- WORK TO BE COMPLETED: Please extract the passage of the honorary degree announcement below from "Announcements" up to and including "Executive Vice President.", word for word.

Announcements

  • Honorary Degree Nominations
    Nominations for honorary doctoral degrees to be awarded by Mississippi State at the spring commencement ceremony are being accepted until January 9, 2016. Nominations, including supporting materials, should be sent to the Honorary Degree Committee in care of the Office of the Provost and Executive Vice President.

    The Board of Trustees of State Institutions of Higher Learning authorized state universities to begin awarding the degrees in 1999 and generally allows each institution to give up to two each year. Mississippi State has awarded twenty-seven honorary degrees since then.

    Under IHL guidelines, persons eligible for the doctor of laws, doctor of science, doctor of humane letters, doctor of creative and performing arts, or doctor of public service must have demonstrated nationally recognized sustained achievement in scholarship, public service, creative and performing arts, or professional activity. Faculty, staff, and administrators of the university and elected or appointed public officials are ineligible for an honorary degree until one year after leaving their position. Candidates for public office also are ineligible.

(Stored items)
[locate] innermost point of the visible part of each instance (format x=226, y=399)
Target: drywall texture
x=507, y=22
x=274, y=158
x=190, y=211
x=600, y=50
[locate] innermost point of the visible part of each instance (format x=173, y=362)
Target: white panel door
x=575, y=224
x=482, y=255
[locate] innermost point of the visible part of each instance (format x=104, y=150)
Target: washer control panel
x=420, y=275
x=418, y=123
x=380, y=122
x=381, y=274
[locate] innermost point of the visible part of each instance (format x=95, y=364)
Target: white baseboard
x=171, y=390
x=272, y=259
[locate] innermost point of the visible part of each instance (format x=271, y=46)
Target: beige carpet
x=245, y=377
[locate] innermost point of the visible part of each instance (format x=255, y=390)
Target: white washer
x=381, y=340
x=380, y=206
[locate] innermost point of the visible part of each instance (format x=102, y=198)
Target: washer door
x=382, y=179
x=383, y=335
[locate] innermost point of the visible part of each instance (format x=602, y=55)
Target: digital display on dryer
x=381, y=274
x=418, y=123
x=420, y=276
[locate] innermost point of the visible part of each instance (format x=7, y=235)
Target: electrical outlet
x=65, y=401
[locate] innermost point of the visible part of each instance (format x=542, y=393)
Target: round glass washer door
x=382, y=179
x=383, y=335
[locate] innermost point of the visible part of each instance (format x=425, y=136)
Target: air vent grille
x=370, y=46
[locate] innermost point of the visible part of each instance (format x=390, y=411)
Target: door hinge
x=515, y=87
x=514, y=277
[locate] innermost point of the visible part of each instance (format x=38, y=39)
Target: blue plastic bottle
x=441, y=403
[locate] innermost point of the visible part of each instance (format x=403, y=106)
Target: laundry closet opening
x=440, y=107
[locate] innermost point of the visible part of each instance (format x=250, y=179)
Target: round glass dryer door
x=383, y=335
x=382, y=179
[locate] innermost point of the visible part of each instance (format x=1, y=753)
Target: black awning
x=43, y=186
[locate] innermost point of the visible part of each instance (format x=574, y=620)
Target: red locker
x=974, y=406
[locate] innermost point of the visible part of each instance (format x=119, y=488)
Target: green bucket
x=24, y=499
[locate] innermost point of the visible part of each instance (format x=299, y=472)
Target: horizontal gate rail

- FINAL ANSWER:
Announcements

  • Honorary Degree Nominations
    Nominations for honorary doctoral degrees to be awarded by Mississippi State at the spring commencement ceremony are being accepted until January 9, 2016. Nominations, including supporting materials, should be sent to the Honorary Degree Committee in care of the Office of the Provost and Executive Vice President.